Short exercise: Copy out all of the data below, requests included, and raise every number in the answers by 75, viewBox values and outline coordinates alike. Leave out the pictures.

Provided data:

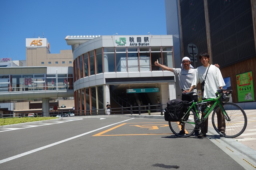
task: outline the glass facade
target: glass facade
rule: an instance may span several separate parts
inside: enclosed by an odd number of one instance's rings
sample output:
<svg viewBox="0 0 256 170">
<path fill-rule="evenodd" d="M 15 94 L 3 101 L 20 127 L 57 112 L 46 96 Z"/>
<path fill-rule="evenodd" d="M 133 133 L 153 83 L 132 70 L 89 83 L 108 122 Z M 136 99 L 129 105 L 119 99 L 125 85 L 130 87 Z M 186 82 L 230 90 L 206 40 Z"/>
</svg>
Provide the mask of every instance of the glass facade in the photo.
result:
<svg viewBox="0 0 256 170">
<path fill-rule="evenodd" d="M 172 46 L 98 48 L 83 54 L 74 61 L 74 77 L 78 80 L 103 73 L 162 70 L 154 65 L 157 59 L 159 63 L 172 68 Z M 94 115 L 93 112 L 96 109 L 98 114 L 104 114 L 106 104 L 103 85 L 77 89 L 74 94 L 75 106 L 80 115 Z"/>
<path fill-rule="evenodd" d="M 0 75 L 0 93 L 73 89 L 72 74 Z"/>
</svg>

Output for this task:
task: outline the glass facade
target: glass facade
rule: an instance may span several separate parts
inside: enclosed by an odd number of one instance's rings
sample output:
<svg viewBox="0 0 256 170">
<path fill-rule="evenodd" d="M 15 94 L 3 101 L 20 127 L 57 112 L 46 96 Z"/>
<path fill-rule="evenodd" d="M 133 133 L 153 83 L 132 70 L 89 83 L 108 122 Z M 136 99 L 129 105 L 119 99 L 125 85 L 130 87 Z M 186 82 L 230 90 L 206 40 Z"/>
</svg>
Provide the mask of every instance of the glass facade in the photo.
result:
<svg viewBox="75 75 331 245">
<path fill-rule="evenodd" d="M 247 121 L 173 123 L 158 129 L 149 136 L 149 152 L 153 155 L 178 148 L 237 145 L 229 140 L 232 134 L 234 138 L 247 143 Z M 169 190 L 168 187 L 171 184 L 173 189 L 179 189 L 181 179 L 178 160 L 152 164 L 149 169 L 150 181 L 155 190 Z"/>
<path fill-rule="evenodd" d="M 75 150 L 75 168 L 148 164 L 147 149 Z"/>
</svg>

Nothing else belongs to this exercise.